** Instructions for the task **
From the line containing "segment --region=concrete seawall" through the last line of the data, return those lines exactly as written and nothing more.

** Stored data **
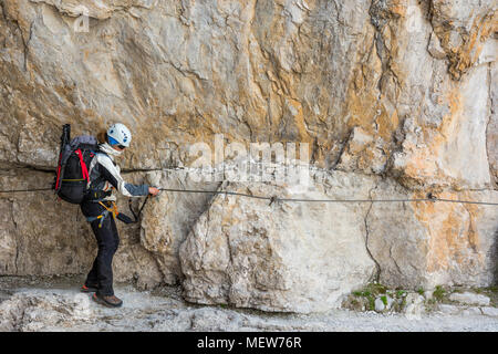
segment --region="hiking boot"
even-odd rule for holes
[[[121,299],[116,298],[115,295],[106,296],[97,295],[96,293],[94,293],[92,299],[93,301],[107,308],[121,308],[121,305],[123,304],[123,301],[121,301]]]
[[[98,287],[97,285],[90,285],[90,287],[86,287],[86,285],[82,285],[81,287],[81,289],[80,289],[80,291],[81,292],[96,292],[98,290]]]

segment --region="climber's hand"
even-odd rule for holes
[[[159,194],[159,189],[157,189],[156,187],[148,187],[148,194],[155,197]]]

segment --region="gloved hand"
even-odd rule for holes
[[[159,194],[159,189],[156,187],[148,187],[148,194],[155,197]]]

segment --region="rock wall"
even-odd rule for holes
[[[0,0],[0,12],[1,190],[50,185],[62,124],[76,135],[123,122],[134,133],[120,162],[131,181],[498,201],[491,0]],[[188,148],[214,148],[215,134],[308,144],[310,188],[194,181]],[[0,274],[89,269],[90,228],[54,199],[0,194]],[[117,280],[181,283],[199,303],[320,311],[373,280],[491,284],[497,215],[163,192],[141,225],[120,225],[114,266]]]

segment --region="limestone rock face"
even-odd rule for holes
[[[228,144],[308,144],[321,177],[303,197],[496,202],[496,23],[492,0],[0,0],[1,190],[50,186],[62,124],[75,136],[122,122],[129,181],[298,194],[190,179],[193,144],[214,152],[222,135],[227,157]],[[116,280],[305,312],[372,279],[497,279],[495,206],[252,201],[164,191],[120,225]],[[0,274],[86,272],[77,207],[1,192],[0,211]]]
[[[369,180],[346,180],[367,195]],[[349,190],[315,188],[314,199]],[[344,183],[344,180],[342,181]],[[351,186],[347,186],[351,187]],[[322,190],[320,190],[322,189]],[[297,198],[286,186],[242,184],[222,190]],[[331,191],[333,190],[333,191]],[[302,196],[301,196],[302,197]],[[373,278],[365,247],[365,206],[215,197],[180,248],[185,298],[272,311],[324,311]]]

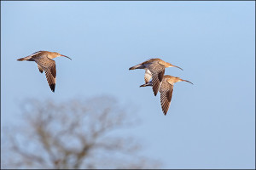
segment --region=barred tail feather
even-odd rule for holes
[[[153,86],[152,82],[149,82],[148,83],[143,84],[140,87],[147,87],[147,86]]]

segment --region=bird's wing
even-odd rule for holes
[[[152,74],[150,71],[148,69],[145,69],[145,76],[144,76],[145,83],[149,82],[151,78],[152,78]]]
[[[55,92],[56,83],[56,65],[55,61],[43,55],[34,59],[36,63],[45,71],[45,76],[51,91]]]
[[[161,87],[160,88],[160,93],[162,110],[165,115],[167,114],[167,111],[169,110],[169,106],[172,97],[172,91],[173,85],[168,83],[167,82],[162,82]]]
[[[39,69],[39,71],[40,71],[41,73],[43,73],[43,71],[44,71],[43,67],[42,67],[40,65],[38,65],[38,69]]]
[[[165,68],[166,67],[164,65],[156,63],[151,64],[148,66],[148,69],[152,73],[153,92],[155,96],[165,75]]]

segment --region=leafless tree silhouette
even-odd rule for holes
[[[137,125],[111,97],[22,103],[25,125],[8,132],[10,168],[158,168],[159,162],[139,156],[141,145],[122,130]]]

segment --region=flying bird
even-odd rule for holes
[[[149,82],[150,79],[152,78],[153,92],[154,94],[156,96],[160,88],[160,84],[162,82],[163,76],[165,75],[165,69],[166,67],[177,67],[183,70],[182,68],[173,65],[171,63],[167,63],[160,59],[149,59],[141,64],[129,68],[129,70],[144,69],[145,82]]]
[[[172,76],[169,75],[164,76],[163,80],[160,83],[160,93],[161,107],[162,107],[163,113],[165,115],[167,114],[171,104],[172,91],[173,91],[173,84],[177,82],[187,82],[193,84],[189,81],[183,80],[179,77]],[[143,84],[140,87],[147,87],[147,86],[153,86],[152,81],[145,84]]]
[[[53,60],[52,59],[56,57],[61,57],[61,56],[70,59],[69,57],[60,54],[59,53],[56,52],[38,51],[27,57],[18,59],[17,60],[35,61],[38,64],[39,71],[43,73],[44,71],[49,86],[51,91],[55,92],[55,83],[56,83],[56,66],[55,66],[55,61]]]

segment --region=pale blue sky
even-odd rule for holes
[[[137,105],[132,131],[164,168],[254,168],[255,2],[1,2],[1,122],[19,122],[19,103],[111,94]],[[52,93],[32,62],[55,59]],[[183,69],[167,116],[160,95],[129,67],[149,58]]]

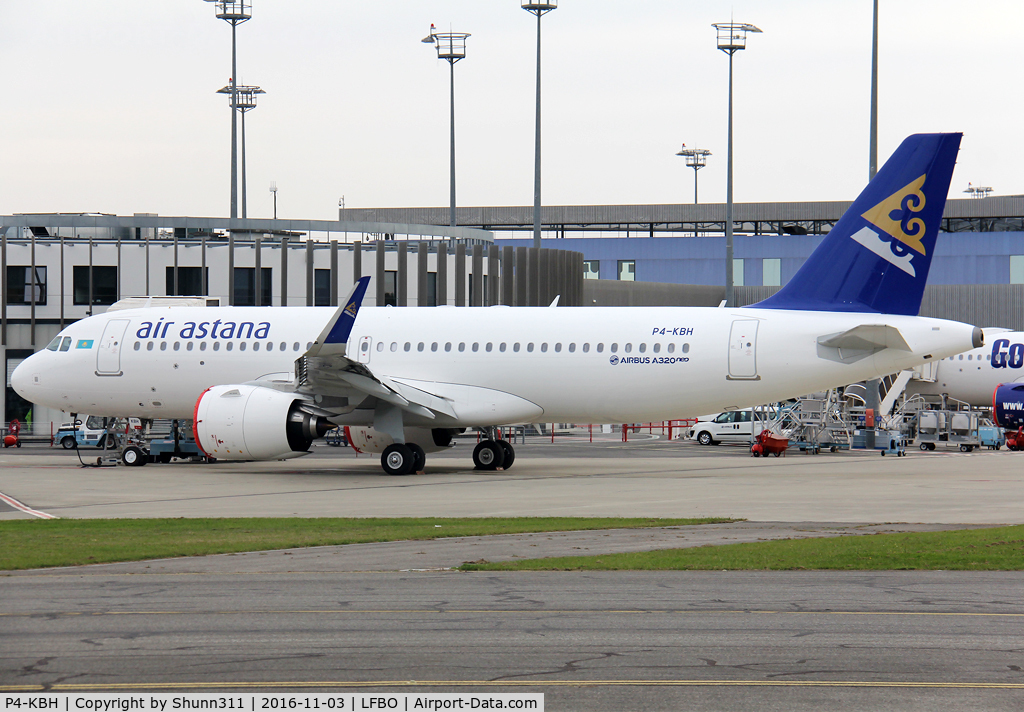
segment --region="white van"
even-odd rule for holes
[[[707,418],[707,419],[705,419]],[[696,438],[700,445],[719,443],[750,443],[754,437],[754,411],[728,411],[712,416],[700,416],[686,433],[690,439]],[[757,424],[758,432],[761,424]]]

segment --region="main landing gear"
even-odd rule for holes
[[[480,441],[473,450],[473,464],[478,470],[508,469],[515,462],[515,450],[508,441],[500,438],[498,428],[481,428],[487,439]]]
[[[384,449],[381,466],[388,474],[422,472],[427,464],[427,454],[416,443],[395,443]]]

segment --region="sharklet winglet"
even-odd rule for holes
[[[369,277],[360,277],[352,286],[352,291],[341,303],[334,317],[324,327],[312,347],[306,351],[307,357],[344,355],[345,344],[352,333],[352,325],[359,313],[359,305],[362,304],[362,297],[366,296],[367,287],[370,285]]]

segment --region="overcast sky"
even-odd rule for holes
[[[536,19],[517,0],[253,0],[239,26],[249,216],[446,206],[449,66],[459,205],[529,205]],[[1024,194],[1020,0],[882,0],[880,165],[909,133],[963,131],[950,197]],[[544,203],[690,202],[680,144],[725,198],[728,60],[715,22],[760,27],[735,57],[735,200],[852,200],[867,179],[870,0],[562,0],[544,31]],[[202,0],[0,1],[0,213],[226,216],[230,28]]]

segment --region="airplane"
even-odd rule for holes
[[[992,406],[1004,383],[1024,382],[1024,332],[983,329],[991,345],[946,357],[925,369],[928,379],[910,380],[907,395],[947,395],[978,408]]]
[[[308,453],[348,429],[389,474],[476,428],[693,417],[877,378],[981,347],[918,317],[959,133],[906,138],[794,278],[745,307],[151,307],[76,322],[11,376],[72,413],[191,419],[217,460]]]

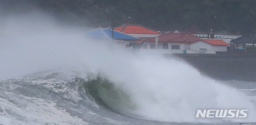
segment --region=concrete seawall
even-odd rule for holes
[[[256,54],[174,54],[214,79],[256,81]]]

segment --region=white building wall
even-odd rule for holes
[[[147,49],[150,49],[150,45],[155,45],[155,43],[145,43],[146,44]],[[156,48],[156,49],[158,50],[163,50],[164,51],[168,51],[169,53],[172,54],[183,54],[183,50],[187,50],[186,48],[188,48],[189,45],[186,45],[185,44],[181,43],[169,43],[168,44],[168,49],[163,49],[163,44],[162,43],[158,43],[158,48]],[[180,50],[172,50],[172,45],[180,45]],[[154,45],[153,45],[154,46]],[[164,52],[163,51],[163,52]]]
[[[227,52],[228,51],[228,48],[226,46],[213,46],[212,47],[215,52]]]
[[[205,42],[199,41],[190,44],[190,50],[200,53],[200,49],[206,49],[206,54],[216,54],[216,51],[227,52],[227,46],[215,46]]]

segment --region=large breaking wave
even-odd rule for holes
[[[39,14],[44,20],[32,13],[3,21],[0,78],[62,69],[2,81],[1,124],[256,121],[255,98],[185,62],[88,39]],[[249,111],[244,119],[196,118],[197,109],[213,109]]]

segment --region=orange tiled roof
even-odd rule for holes
[[[124,25],[116,28],[114,29],[126,34],[161,34],[160,33],[156,31],[143,27],[140,25]]]
[[[201,40],[202,41],[206,42],[213,45],[224,45],[228,46],[225,41],[222,40]]]

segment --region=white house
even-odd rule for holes
[[[161,33],[158,31],[140,25],[124,24],[115,28],[114,29],[141,39],[145,39],[162,35]]]
[[[216,54],[227,52],[229,44],[222,40],[201,39],[190,44],[190,50],[198,54]]]
[[[146,40],[141,48],[162,53],[216,54],[226,52],[228,45],[222,40],[200,39],[187,33],[170,33]]]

** Answer in full **
segment --region=concrete seawall
even-odd rule for holes
[[[256,54],[174,54],[214,79],[256,81]]]

segment --region=white building wall
even-odd rule for holes
[[[147,49],[150,49],[150,45],[155,45],[155,43],[145,43],[146,44]],[[156,48],[156,49],[158,50],[163,50],[164,51],[168,51],[169,53],[172,54],[183,54],[183,50],[187,50],[186,48],[188,48],[189,45],[186,45],[185,44],[181,43],[169,43],[168,44],[168,49],[163,49],[163,44],[162,43],[158,43],[158,48]],[[180,50],[172,50],[172,45],[180,45]],[[154,45],[153,45],[154,46]],[[164,52],[163,51],[163,52]]]
[[[227,52],[228,51],[228,48],[226,46],[213,46],[212,47],[215,52]]]
[[[205,42],[199,41],[190,44],[190,50],[200,53],[200,49],[206,49],[206,54],[216,54],[216,51],[227,52],[227,46],[215,46]]]

segment --region=large breaking wave
even-odd rule for holes
[[[39,14],[44,20],[32,13],[3,21],[0,78],[62,69],[2,81],[1,124],[256,121],[255,98],[185,62],[88,39]],[[249,111],[244,119],[196,118],[197,109],[213,109]]]

segment --region=orange tiled roof
even-odd rule for holes
[[[124,25],[116,28],[114,29],[126,34],[161,34],[160,33],[156,31],[143,27],[140,25]]]
[[[201,40],[202,41],[206,42],[213,45],[224,45],[228,46],[225,41],[222,40]]]

segment --region=white house
even-odd rule for holes
[[[161,33],[158,31],[140,25],[124,24],[115,28],[114,29],[141,39],[145,39],[162,35]]]
[[[216,54],[227,52],[229,44],[222,40],[201,39],[190,44],[190,50],[198,54]]]
[[[146,40],[141,48],[162,53],[216,54],[226,52],[228,45],[222,40],[200,39],[187,33],[170,33]]]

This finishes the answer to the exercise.